### PROVIDED PASSAGE
┄┄┄┄┄┄┄┄┄┄
Portable radio equipment capable of receiving signals of multiple frequency bands

Abstract

A portable radio equipment using multiple frequency bands for communication is provided with a rod-shaped first antenna which can be extended or contracted. A second antenna used for a second frequency band is built. The first antenna is independently matched in one frequency band by a matching circuit, it can be matched when the first antenna is housed and when it is extended.

Description

BACKGROUND OF THE INVENTION

[0001] 1. Field of the Invention

[0002] The present invention relates to portable radio equipment, and in particular relates to portable radio equipment in which multiple different frequency bands are used and there is no difference in characteristics in a rod-shaped antenna between when it is extended and when it is housed.

[0003] 2. Description of the Related Art

[0004] Portable radio equipment such as mobile telephones generally has a structure that is an extensible antenna that is attached to the body. For an antenna used for portable radio equipment, there are various types. Typically, a wideband whip antenna and a helical antenna are used.

[0005] FIG. 1 shows conventional type portable radio equipment. FIG. 1 shows an antenna mounted part in the body of portable radio equipment 10 and a printed board 2 is built in the body 1. A whip antenna 3 used for send and receive is attached on the printed board 2 in addition to send and receive circuits (not shown). The whip antenna 3 can be extended or contracted and can be housed in the body 1 when the portable radio equipment 10 is not used. When the portable radio equipment 10 is carried, the whip antenna 3 is housed in the body 1 and only in when sending/receiving transmission, it is pulled out of the body 1 and is extended. Therefore, as the protrusion from the body 1 of the whip antenna 3 can be reduced when the portable radio equipment 10 is not used, the portable radio equipment has excellent portability. However, as the portable radio equipment 10 is next to an ear, the gain of the whip antenna 3 is deteriorated because of the effect of the human body. Therefore, the quality of conversation may be deteriorated when the whip antenna is receiving weak signals. Then, if the whip antenna 3 is used in a state in which it is extended to its maximum length in order to increase its gain, satisfactory conversation quality can be acquired.

[0006] FIG. 1 shows a state that the whip antenna 3 is contracted and the whole is housed in the body 1. A feeding part in housing 4 is connected to the whip antenna 3 via a matching circuit 5 and a transmitter-receiver 9 is connected to the matching circuit 5. In the meantime, when the whip antenna 3 is extended, a feeding part in extension 6 is connected to the whip antenna 3 via the matching circuit 5 similarly to the case of the feeding part in housing 4. As described above, both in the extension and in the housing of the antenna, the common matching circuit 5 is generally used. Therefore, the structure and the dimensions of the whip antenna 3 are determined so that the impedance Zin of the independent antenna of this type of portable radio equipment 10 is substantially equal in extension and in housing, and sending and receiving messages without hindrance are enabled in extension and in housing.
┄┄┄┄┄┄┄┄┄┄
### WHAT THE EXERCISE ASKS
Reproduce the passage of the portable radio antenna text from "[0004] Portable radio" to "antenna are used.", word for word.

### PROVIDED DATA
┄┄┄┄┄┄┄┄┄┄
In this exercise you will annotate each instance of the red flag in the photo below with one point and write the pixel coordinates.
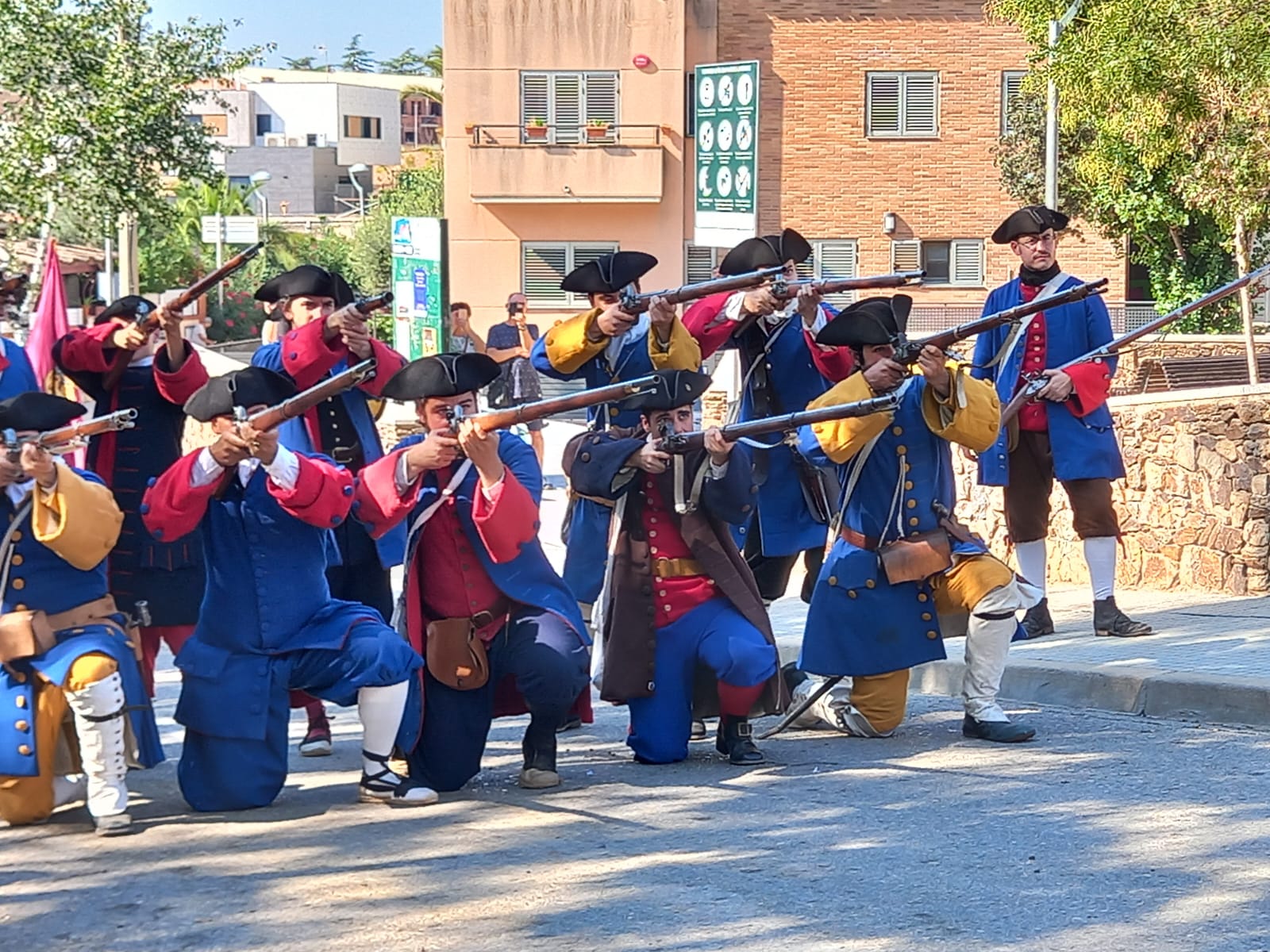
┄┄┄┄┄┄┄┄┄┄
### TASK SOLUTION
[0004] Portable radio equipment such as mobile telephones generally has a structure that is an extensible antenna that is attached to the body. For an antenna used for portable radio equipment, there are various types. Typically, a wideband whip antenna and a helical antenna are used.